• Kutipan Teks:
=-=-=
Kemudian, Rasulullah (ﷺ) bersabda, "Kemudian Allah menunjuk beberapa keturunan yang telah Dia ambil dari Adam dan anak-anaknya dan berfirman, 'Aku telah menciptakan orang-orang ini untuk surga dan mereka akan mengerjakan amalan penduduk surga." Dia, Subhanahu Wa Ta'ala, lalu menunjuk sisanya dan berkata, 'Aku telah menciptakan orang-orang ini untuk neraka dan mereka akan melakukan perbuatan penghuni neraka.' Saat Raulullah (ﷺ) menyampaikan hal ini, salah seorang Sahabat, bertanya, 'Wahai Rasulullah, lalu apa gunanya amal-shaleh?' Rasulullah (ﷺ) menjawab, 'Sesungguhnya, ketika Allah menciptakan seorang hamba untuk surga, Allah membuat orang tersebut melakukan amalan penghuni surga hingga ia meninggal dalam kondisi melakukan salah satu amalan penghuni surga, sehingga dengan amalan itu ia masuk surga. Dan ketika Allah menciptakan seorang hamba untuk neraka, Allah membuat orang tersebut melakukan amalan penghuni neraka hingga ia meninggal dalam kondisi melakukan salah satu amalan penghuni neraka, sehingga dengan amalan itu ia masuk neraka'."
=-=-=
• Tugas Wajib A:
Sebutkan semua pihak yang berbicara atau berkata-kata dalam kutipan tentang penciptaan hamba untuk surga dan neraka.
Kutipan di atas dan catatan sesudahnya adalah dua bahan yang terpisah.
=-=-=
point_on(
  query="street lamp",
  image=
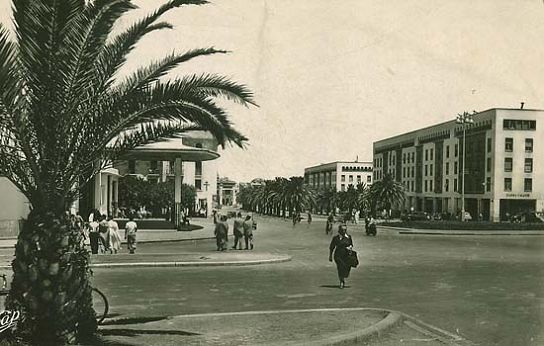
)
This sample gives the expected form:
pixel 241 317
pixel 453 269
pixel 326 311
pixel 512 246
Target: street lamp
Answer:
pixel 464 119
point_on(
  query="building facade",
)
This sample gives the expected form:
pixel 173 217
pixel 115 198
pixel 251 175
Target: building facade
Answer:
pixel 227 191
pixel 200 174
pixel 339 175
pixel 502 175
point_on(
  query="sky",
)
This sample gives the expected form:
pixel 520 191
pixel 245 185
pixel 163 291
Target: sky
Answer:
pixel 332 77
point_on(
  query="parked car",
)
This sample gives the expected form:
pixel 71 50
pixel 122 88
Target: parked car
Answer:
pixel 468 217
pixel 416 216
pixel 527 217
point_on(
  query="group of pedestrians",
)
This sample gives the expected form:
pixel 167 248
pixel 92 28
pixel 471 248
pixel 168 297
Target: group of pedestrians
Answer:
pixel 242 230
pixel 102 233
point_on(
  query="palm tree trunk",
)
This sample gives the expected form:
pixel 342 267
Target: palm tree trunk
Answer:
pixel 51 283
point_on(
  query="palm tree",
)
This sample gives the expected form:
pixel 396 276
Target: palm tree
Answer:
pixel 298 196
pixel 349 199
pixel 64 114
pixel 364 197
pixel 327 199
pixel 387 192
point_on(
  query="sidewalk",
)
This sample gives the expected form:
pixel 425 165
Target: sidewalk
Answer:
pixel 415 231
pixel 151 236
pixel 332 326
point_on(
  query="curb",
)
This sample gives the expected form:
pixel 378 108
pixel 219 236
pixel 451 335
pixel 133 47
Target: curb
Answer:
pixel 404 230
pixel 139 242
pixel 459 233
pixel 190 264
pixel 392 319
pixel 183 264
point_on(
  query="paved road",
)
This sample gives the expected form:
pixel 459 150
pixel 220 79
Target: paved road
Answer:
pixel 488 289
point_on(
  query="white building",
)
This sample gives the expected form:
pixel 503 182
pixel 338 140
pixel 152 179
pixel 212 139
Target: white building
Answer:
pixel 338 175
pixel 502 177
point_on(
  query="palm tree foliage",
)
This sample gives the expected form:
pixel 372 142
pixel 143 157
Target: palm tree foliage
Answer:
pixel 387 192
pixel 64 113
pixel 355 198
pixel 278 197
=-=-=
• Tugas Wajib B:
Ulangi persis bagian catatan mulai dari awal catatan sampai dengan baris yang memuat "pixel 332 326", kedua ujungnya ikut disalin. Jangan sertakan gambar dalam jawaban.

• Jawaban Akhir A:
Rasulullah (ﷺ), Allah (Subhanahu Wa Ta'ala), dan salah seorang Sahabat.

• Jawaban Akhir B:
point_on(
  query="street lamp",
  image=
)
This sample gives the expected form:
pixel 241 317
pixel 453 269
pixel 326 311
pixel 512 246
Target: street lamp
Answer:
pixel 464 119
point_on(
  query="building facade",
)
This sample gives the expected form:
pixel 173 217
pixel 115 198
pixel 251 175
Target: building facade
Answer:
pixel 227 191
pixel 200 174
pixel 339 175
pixel 502 175
point_on(
  query="sky",
)
This sample gives the expected form:
pixel 520 191
pixel 245 185
pixel 163 291
Target: sky
Answer:
pixel 332 77
point_on(
  query="parked car",
)
This sample gives the expected form:
pixel 71 50
pixel 122 88
Target: parked car
Answer:
pixel 468 217
pixel 416 216
pixel 527 217
point_on(
  query="group of pedestrians",
)
This sample gives the expected form:
pixel 167 248
pixel 92 28
pixel 471 248
pixel 168 297
Target: group of pedestrians
Answer:
pixel 242 230
pixel 102 233
point_on(
  query="palm tree trunk",
)
This sample gives the expected form:
pixel 342 267
Target: palm tree trunk
Answer:
pixel 51 283
point_on(
  query="palm tree",
)
This sample gives the expected form:
pixel 396 276
Target: palm tree
Answer:
pixel 298 196
pixel 349 199
pixel 64 114
pixel 364 197
pixel 327 199
pixel 387 192
point_on(
  query="sidewalk",
)
This sample gives the expected form:
pixel 425 165
Target: sidewalk
Answer:
pixel 415 231
pixel 151 236
pixel 332 326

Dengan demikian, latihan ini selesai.